__Information supplied__
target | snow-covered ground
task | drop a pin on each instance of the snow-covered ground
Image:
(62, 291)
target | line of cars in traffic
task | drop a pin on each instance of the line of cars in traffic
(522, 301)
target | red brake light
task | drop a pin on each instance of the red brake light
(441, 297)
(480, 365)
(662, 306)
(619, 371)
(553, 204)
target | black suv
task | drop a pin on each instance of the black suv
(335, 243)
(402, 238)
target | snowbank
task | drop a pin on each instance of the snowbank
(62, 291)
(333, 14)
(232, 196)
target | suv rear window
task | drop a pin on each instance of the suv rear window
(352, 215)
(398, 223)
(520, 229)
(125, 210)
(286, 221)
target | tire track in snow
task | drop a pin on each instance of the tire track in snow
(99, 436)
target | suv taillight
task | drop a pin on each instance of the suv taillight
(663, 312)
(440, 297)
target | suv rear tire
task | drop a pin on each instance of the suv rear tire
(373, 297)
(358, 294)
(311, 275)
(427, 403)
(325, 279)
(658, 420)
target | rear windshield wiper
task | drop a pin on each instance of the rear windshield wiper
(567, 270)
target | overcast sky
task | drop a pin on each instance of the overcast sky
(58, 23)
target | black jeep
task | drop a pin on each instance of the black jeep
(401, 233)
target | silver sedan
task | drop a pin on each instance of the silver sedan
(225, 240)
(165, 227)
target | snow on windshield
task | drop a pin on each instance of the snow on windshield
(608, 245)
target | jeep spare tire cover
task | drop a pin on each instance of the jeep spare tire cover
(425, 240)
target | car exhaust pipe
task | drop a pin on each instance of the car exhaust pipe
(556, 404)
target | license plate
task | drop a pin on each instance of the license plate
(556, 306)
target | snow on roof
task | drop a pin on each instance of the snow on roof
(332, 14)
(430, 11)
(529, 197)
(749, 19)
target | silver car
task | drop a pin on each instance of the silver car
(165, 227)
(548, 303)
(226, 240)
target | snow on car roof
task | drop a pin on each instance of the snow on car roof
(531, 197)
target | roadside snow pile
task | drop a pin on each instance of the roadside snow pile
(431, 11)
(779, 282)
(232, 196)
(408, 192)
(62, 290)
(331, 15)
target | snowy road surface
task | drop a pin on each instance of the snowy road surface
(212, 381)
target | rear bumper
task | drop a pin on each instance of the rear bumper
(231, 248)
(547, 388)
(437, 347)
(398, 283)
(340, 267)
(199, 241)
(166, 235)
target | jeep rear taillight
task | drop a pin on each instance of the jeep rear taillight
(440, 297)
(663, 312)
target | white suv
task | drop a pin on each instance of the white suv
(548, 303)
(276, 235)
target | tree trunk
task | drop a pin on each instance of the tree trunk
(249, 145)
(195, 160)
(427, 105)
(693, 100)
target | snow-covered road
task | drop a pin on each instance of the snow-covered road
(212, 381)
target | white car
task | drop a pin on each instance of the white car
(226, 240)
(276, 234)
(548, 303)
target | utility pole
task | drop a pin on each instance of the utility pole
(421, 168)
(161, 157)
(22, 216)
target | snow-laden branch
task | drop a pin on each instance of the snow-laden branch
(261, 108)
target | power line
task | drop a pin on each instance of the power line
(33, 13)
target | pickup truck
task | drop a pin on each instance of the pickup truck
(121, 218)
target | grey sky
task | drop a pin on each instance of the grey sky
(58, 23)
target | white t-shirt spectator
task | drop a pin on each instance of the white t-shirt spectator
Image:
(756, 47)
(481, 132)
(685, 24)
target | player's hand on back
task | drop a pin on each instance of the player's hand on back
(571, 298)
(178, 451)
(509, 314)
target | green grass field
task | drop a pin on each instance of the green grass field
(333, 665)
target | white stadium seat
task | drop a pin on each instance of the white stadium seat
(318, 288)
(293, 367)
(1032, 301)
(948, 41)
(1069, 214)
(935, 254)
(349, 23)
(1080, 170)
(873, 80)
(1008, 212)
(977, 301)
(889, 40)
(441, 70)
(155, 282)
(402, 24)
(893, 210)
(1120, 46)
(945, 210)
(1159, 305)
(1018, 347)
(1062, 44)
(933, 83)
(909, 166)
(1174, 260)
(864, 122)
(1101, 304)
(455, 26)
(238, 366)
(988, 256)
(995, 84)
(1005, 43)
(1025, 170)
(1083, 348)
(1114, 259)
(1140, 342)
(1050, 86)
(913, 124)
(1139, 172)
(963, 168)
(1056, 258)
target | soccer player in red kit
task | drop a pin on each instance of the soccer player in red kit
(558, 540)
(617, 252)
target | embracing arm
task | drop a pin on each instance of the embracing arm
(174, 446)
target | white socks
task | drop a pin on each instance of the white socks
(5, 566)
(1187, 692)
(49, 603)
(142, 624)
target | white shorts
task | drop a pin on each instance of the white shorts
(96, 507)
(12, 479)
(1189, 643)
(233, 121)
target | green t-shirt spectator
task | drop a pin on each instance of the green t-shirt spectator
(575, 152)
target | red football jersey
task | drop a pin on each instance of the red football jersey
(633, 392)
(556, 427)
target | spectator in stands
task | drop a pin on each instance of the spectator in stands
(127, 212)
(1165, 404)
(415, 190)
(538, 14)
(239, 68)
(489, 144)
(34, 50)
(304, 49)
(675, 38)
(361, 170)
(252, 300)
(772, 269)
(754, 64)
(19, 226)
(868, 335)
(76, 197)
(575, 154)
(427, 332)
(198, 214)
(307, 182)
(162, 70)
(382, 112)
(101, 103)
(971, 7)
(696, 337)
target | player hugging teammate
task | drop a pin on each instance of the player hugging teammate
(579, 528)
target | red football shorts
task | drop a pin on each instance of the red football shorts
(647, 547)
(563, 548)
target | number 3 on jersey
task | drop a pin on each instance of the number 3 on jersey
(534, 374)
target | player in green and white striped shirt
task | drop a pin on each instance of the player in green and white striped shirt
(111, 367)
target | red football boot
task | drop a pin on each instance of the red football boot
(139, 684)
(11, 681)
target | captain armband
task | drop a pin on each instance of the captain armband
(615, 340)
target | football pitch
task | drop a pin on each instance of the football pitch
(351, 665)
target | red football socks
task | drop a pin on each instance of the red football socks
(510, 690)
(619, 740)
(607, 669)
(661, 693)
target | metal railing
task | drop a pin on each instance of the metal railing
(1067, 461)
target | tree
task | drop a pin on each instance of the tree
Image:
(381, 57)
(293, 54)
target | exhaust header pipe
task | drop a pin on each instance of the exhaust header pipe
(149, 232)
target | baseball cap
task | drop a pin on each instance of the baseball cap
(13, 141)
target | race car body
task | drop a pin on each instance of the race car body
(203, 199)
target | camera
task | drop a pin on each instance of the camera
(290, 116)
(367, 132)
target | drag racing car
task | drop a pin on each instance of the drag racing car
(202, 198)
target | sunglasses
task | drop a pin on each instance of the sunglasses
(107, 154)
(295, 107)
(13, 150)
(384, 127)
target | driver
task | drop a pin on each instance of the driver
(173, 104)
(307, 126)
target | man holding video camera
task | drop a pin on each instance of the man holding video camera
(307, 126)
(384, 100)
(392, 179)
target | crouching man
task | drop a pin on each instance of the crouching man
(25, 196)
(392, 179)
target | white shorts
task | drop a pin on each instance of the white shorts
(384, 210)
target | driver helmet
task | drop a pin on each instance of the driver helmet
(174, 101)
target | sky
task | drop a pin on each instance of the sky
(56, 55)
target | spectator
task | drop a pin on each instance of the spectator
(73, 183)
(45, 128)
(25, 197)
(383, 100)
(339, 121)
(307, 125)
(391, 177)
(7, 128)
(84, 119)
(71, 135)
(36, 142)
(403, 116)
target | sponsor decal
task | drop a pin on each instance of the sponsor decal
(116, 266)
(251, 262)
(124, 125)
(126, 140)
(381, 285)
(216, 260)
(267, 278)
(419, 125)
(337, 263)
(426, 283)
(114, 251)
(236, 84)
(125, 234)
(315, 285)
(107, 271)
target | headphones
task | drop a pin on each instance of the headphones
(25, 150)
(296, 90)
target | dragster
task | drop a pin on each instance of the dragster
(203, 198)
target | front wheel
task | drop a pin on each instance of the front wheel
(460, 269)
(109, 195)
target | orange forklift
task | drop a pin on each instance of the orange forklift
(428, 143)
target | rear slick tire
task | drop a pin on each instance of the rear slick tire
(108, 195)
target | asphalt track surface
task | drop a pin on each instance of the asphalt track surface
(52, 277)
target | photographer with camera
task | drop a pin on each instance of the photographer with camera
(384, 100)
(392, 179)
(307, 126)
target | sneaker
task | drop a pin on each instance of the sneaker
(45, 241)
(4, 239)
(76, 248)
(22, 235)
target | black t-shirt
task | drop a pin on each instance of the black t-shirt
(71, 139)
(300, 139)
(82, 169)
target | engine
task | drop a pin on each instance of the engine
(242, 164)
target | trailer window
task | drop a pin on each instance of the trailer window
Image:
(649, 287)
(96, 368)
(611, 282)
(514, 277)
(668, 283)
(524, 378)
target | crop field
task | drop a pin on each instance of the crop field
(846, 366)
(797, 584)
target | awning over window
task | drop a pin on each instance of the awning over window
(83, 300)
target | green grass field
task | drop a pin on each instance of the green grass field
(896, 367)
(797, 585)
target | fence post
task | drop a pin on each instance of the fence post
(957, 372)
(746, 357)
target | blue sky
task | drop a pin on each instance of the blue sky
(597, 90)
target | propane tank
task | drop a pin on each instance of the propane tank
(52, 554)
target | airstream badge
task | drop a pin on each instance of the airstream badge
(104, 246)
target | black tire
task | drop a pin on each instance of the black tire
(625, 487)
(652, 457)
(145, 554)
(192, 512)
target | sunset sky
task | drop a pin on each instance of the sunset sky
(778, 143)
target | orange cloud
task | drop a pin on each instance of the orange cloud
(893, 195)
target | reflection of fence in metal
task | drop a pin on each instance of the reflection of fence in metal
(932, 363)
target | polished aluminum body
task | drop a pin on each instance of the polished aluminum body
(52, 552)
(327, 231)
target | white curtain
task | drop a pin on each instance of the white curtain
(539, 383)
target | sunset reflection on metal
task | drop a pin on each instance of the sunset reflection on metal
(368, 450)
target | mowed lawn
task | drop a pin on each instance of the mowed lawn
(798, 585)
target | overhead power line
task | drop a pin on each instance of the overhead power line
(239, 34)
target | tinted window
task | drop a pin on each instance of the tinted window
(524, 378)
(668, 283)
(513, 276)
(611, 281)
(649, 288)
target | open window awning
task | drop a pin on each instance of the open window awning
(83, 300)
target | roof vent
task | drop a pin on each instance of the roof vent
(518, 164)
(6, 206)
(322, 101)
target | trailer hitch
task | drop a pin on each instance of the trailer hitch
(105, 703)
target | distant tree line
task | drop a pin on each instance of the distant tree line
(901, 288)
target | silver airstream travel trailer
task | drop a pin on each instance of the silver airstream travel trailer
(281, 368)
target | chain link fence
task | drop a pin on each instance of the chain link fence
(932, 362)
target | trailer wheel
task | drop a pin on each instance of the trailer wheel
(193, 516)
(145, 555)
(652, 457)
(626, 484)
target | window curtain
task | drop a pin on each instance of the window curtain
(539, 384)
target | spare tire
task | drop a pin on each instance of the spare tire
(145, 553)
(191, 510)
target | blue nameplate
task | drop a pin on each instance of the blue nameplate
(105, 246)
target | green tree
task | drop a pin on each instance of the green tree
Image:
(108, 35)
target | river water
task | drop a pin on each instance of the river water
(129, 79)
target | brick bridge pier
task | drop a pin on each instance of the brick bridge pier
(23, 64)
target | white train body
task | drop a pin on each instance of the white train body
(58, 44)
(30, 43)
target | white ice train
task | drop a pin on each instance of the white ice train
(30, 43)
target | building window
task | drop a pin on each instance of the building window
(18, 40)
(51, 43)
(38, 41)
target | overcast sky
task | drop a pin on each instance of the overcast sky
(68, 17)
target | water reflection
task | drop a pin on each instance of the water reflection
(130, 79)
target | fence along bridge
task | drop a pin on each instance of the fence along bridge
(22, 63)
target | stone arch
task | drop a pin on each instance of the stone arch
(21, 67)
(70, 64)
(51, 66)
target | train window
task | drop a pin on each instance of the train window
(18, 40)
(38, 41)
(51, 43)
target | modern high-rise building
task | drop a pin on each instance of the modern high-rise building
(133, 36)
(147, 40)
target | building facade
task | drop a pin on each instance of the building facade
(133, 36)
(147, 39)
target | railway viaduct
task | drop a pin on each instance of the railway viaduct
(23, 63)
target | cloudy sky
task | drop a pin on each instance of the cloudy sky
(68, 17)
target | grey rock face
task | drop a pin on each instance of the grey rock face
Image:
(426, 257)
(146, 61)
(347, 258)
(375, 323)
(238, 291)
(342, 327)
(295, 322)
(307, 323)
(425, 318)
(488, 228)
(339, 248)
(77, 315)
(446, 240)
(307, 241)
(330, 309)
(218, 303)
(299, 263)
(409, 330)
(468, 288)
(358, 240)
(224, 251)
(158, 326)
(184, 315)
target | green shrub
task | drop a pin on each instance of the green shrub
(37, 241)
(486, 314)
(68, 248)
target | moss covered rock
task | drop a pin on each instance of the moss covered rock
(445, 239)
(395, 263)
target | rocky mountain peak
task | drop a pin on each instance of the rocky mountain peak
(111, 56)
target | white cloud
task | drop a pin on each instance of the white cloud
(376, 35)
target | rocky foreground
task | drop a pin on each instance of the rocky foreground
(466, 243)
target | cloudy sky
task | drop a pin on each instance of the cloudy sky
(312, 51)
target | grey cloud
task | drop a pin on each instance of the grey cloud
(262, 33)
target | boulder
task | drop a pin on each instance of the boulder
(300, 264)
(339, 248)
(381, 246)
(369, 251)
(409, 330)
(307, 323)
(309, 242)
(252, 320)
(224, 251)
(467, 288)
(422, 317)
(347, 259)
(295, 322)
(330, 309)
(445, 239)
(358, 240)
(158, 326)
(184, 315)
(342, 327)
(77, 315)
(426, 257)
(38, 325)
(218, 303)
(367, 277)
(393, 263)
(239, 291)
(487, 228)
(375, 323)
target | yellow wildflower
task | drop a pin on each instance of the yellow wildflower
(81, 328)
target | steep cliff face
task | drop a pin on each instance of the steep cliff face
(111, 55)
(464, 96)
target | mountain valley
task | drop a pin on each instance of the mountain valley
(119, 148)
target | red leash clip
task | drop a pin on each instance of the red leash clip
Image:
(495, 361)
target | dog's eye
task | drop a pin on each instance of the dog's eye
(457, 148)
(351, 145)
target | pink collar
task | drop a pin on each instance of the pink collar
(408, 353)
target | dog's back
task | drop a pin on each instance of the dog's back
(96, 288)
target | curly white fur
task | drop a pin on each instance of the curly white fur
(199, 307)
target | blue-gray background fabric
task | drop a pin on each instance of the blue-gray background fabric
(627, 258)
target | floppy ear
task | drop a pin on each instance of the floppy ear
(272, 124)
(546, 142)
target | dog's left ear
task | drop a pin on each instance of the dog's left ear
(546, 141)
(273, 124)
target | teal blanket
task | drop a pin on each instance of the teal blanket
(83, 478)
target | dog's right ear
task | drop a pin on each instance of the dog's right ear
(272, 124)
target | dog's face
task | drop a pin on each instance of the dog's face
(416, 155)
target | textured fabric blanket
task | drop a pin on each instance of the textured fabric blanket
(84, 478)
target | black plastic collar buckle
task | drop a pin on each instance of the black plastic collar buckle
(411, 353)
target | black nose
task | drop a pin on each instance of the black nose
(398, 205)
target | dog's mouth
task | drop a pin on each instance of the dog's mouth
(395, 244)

__What to do__
Starting from the line with "target | dog's eye" and ending with the final line of the data, quote every line exactly, both ends included.

__Written solution__
target | dog's eye
task | drop a pin on each instance of the dog's eye
(457, 148)
(351, 145)
target | pink collar
task | drop a pin on each instance of the pink collar
(408, 353)
target | dog's back
task | drop a pin on each instance of the dog's back
(96, 288)
target | curly white fur
task | drop a pin on each instance of the curly white fur
(199, 307)
target | blue-gray background fabric
task | drop a pin on each instance of the blue-gray background fabric
(627, 258)
target | floppy ear
task | drop a pin on each instance of the floppy ear
(272, 124)
(546, 142)
target | dog's left ear
task | drop a pin on each instance of the dog's left ear
(546, 141)
(273, 124)
target | teal blanket
task | drop a pin on each instance of the teal blanket
(83, 478)
target | dog's right ear
task | drop a pin on each instance of the dog's right ear
(272, 124)
target | dog's face
task | drop a pin on each instance of the dog's face
(416, 155)
target | textured fabric blanket
task | drop a pin on each instance of the textured fabric blanket
(84, 478)
target | black plastic collar buckle
task | drop a pin on each instance of the black plastic collar buckle
(411, 353)
target | black nose
task | drop a pin on each instance of the black nose
(398, 205)
target | dog's mouth
task | drop a pin on each instance of the dog's mouth
(395, 244)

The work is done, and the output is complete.